● **PROBLEM DETAILS**
Your answer must be an exact copy of the listing below.

● **DATASET ENTRIES**

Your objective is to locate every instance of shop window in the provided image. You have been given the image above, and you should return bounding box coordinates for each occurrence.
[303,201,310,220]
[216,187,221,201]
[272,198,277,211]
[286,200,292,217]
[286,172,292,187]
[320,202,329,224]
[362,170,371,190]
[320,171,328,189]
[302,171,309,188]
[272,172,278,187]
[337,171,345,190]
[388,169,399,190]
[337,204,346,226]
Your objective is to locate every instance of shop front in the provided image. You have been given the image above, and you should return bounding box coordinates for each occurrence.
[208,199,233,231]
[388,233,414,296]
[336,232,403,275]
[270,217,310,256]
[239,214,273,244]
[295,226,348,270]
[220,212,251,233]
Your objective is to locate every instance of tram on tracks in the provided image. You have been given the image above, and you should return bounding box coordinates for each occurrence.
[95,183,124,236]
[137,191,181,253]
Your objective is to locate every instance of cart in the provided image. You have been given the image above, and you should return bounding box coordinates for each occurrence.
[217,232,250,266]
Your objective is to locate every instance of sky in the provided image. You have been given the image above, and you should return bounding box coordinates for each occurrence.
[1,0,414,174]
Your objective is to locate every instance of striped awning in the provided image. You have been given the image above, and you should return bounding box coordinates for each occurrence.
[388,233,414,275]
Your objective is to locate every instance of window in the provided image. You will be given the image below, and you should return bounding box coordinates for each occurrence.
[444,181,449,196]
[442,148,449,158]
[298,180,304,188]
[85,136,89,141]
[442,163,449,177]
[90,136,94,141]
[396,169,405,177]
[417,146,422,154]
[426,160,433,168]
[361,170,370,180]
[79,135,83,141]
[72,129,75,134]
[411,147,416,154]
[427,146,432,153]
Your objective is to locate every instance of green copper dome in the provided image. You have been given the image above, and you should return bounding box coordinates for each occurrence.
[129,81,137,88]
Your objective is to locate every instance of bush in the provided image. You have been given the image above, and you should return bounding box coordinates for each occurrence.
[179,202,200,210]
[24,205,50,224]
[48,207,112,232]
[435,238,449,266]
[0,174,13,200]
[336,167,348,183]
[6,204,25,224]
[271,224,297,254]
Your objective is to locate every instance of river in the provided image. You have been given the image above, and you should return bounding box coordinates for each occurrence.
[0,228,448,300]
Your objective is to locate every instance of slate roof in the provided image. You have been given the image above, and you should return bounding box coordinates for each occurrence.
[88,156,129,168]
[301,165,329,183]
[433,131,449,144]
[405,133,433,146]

● **WRITTEN SOLUTION**
Your objective is to locate every instance of shop window in the provided image. You have been given the image above, and you should return bounding box coordinates for each occurrence.
[303,201,310,220]
[216,187,221,201]
[272,198,277,211]
[286,200,292,217]
[286,172,292,187]
[320,202,329,224]
[362,170,371,190]
[320,171,328,189]
[302,171,309,188]
[272,172,278,187]
[337,171,345,190]
[388,169,399,190]
[337,204,346,226]
Your objective is to locate every instance of shop front in the provided image. You have been given the image above, and you should return bounding box coordinates for each occurrence.
[208,199,233,231]
[388,233,414,296]
[336,232,403,275]
[270,217,310,256]
[239,214,273,244]
[295,226,348,270]
[220,212,251,233]
Your objective is to locate every instance of tram on tracks in the provided image. You have been given the image above, and you should return bounding box coordinates for each occurrence.
[95,183,124,236]
[137,191,181,253]
Your objective is to locate every instance of cart in the provided image. You have been given the image above, and you should return bounding box coordinates for each occurrence.
[217,232,250,266]
Your objective is to locate every instance of sky in the provided image. You have been given the image above, and you should return bounding box coordinates for each occurrence.
[1,0,414,174]
Your objective is to locate every instance of striped awning in the provided image. You have been given the image above, and you should return bounding box coordinates for each occurrence.
[388,233,414,275]
Your objective is to locate every instance of window in the provided image. You will be given the image below, and you should return bounding box coordinates for each occurrence.
[444,181,449,196]
[442,148,449,158]
[298,180,304,188]
[85,136,89,141]
[442,163,449,177]
[90,136,94,141]
[396,169,405,177]
[417,146,422,154]
[426,160,433,168]
[361,170,370,180]
[79,135,83,141]
[72,129,75,134]
[411,147,416,154]
[427,146,432,153]
Your objective is to locate every instance of green copper dome in the provided image. You have been given the image above, and you should return bounding box coordinates for each occurrence.
[129,81,137,88]
Your objective is to locate every instance of bush in the provided image. You have been given the image above, and you should return bounding box coordinates for each occurrence.
[179,202,200,210]
[24,205,50,224]
[48,207,112,232]
[435,238,449,266]
[0,174,13,200]
[336,167,348,183]
[6,204,25,224]
[271,224,297,254]
Your objective is to locate every instance of river in the provided image. You have been given the image above, and you should return bounding box coordinates for each occurrence.
[0,228,448,300]
Your objective is to locate every instance of slate roof in the provided image. You have been given the image above, and you should return bounding box coordinates for each occurrence.
[88,156,129,168]
[301,165,329,183]
[433,131,449,144]
[405,133,433,146]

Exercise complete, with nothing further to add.